◆ About this task
Write out each entry once more so that it matches the original exactly.

◆ Given data
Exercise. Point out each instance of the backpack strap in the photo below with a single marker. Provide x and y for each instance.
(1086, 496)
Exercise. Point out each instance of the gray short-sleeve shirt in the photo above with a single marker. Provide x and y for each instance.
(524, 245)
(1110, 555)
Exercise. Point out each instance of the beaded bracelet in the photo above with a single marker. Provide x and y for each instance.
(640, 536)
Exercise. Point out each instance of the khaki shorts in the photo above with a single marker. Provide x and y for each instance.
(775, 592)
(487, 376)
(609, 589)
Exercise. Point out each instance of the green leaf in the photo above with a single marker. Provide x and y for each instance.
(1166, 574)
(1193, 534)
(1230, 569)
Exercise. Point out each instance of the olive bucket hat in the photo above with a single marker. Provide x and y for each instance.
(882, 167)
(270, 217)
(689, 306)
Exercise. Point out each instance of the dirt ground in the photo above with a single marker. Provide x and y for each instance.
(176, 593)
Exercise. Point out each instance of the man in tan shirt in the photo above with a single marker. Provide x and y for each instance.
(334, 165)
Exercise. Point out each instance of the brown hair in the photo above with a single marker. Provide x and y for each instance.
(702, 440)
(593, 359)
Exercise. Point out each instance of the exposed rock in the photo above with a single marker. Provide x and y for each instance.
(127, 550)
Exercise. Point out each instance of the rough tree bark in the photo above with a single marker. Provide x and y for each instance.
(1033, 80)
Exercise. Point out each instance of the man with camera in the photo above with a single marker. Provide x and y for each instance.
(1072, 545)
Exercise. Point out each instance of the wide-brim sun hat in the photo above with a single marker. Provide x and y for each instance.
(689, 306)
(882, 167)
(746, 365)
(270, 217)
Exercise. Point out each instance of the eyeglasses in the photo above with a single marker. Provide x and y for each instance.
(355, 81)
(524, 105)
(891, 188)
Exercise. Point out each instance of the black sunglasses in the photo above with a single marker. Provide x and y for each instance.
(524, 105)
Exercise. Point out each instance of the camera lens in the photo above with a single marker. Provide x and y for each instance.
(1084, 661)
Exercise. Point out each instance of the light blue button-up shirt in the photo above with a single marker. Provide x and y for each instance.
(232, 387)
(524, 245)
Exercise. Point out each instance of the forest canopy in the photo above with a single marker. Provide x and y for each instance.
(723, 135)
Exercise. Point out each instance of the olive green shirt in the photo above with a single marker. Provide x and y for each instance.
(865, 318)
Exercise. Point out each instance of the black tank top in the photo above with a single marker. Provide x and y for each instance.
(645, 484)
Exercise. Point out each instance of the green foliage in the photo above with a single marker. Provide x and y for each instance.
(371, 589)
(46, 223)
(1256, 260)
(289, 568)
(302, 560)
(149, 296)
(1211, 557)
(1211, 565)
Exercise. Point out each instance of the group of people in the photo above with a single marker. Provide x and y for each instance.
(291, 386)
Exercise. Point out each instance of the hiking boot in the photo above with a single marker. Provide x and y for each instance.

◆ Completed exercise
Exercise. Point out each instance of the backpack strap in the photo below with a single marker. Provide x and y for each instance.
(1086, 496)
Exercise. Point out each instance of the gray short-sleeve shirt in the photo above with a single marker. Provide x and y for each instance.
(524, 245)
(1110, 555)
Exercise. Point out each instance of the beaded bracelet in the photo above with a single marker. Provide x and y for each instance.
(640, 536)
Exercise. Point out each instance of the khaki shorts in the photo above with a single marker. Provide x and y for each instance.
(775, 592)
(487, 376)
(609, 589)
Exercise. Point out each instance of the green leaf in the photo above with a single marker. Provide x and y for each instance.
(1166, 574)
(1193, 534)
(1230, 569)
Exercise. Point out each instance of the olive bucket hat in the photo above with a single marker. Provide x and y for each instance.
(882, 167)
(270, 217)
(689, 306)
Exercise. Point out each instance of the dirt ground in the photo above with a single marker. Provide x and y for each instance.
(176, 593)
Exercise. Point out each instance of the man in tan shirt in the photo above with a single marker. Provide x and y for each instance.
(334, 165)
Exercise. Point out each instance of the brown hair in the photo above with a single marker. Provide x and y for each instance.
(702, 440)
(593, 359)
Exercise. Point out each instance of the exposed rock in the photo above with a single marker. Provide x and y for each instance.
(127, 550)
Exercise. Point out each instance of the rough tree bark in the photo above with a single marker. Provide x and y for each instance.
(1033, 80)
Exercise. Point out each instance of the man with camera in the photo above with a single marker. Provide x and y for each instance.
(1072, 545)
Exercise. Point out each instance of the wide-brim sun hat in the photo above with a single marker. Provide x and y for each instance.
(689, 306)
(882, 167)
(746, 365)
(270, 217)
Exercise. Point out each instance of the eyeglasses in the photo above with a single marker. Provide x and y for each instance.
(355, 81)
(524, 105)
(891, 188)
Exercise. Point out each instance of the black sunglasses in the photo above with a single marker. Provide x and y for each instance.
(524, 105)
Exercise. Point out each instance of the camera lens in the photo above with a single marker. Provide x and y for each instance.
(1084, 661)
Exercise. Point out each instance of the light blue button-up shirt in the photo above with a single marker. Provide x and y for each instance.
(232, 387)
(524, 245)
Exercise. Point out each instance of the forest canopy in the photo above with a single marker. Provide x and y for each instance.
(723, 135)
Exercise. Point out each instance of the olive green shirt in the photo above with a single marker. Provide x and y for each instance.
(865, 318)
Exercise. Point out each instance of the black tank top in the photo above with a single marker. Provide x and y for each instance.
(645, 484)
Exercise. Point out each instance of the green foliage in the photo above with a single marker. Provide x and y for each instance.
(371, 589)
(46, 223)
(1256, 260)
(289, 568)
(302, 560)
(149, 296)
(1211, 557)
(1211, 565)
Exercise. Point out each instance of the group of people in the photo above with a single marker. Provide x and y for each instance.
(291, 386)
Exercise. Point out each instance of the hiking boot in the photo above with a single marker. Provide x and y for each instance.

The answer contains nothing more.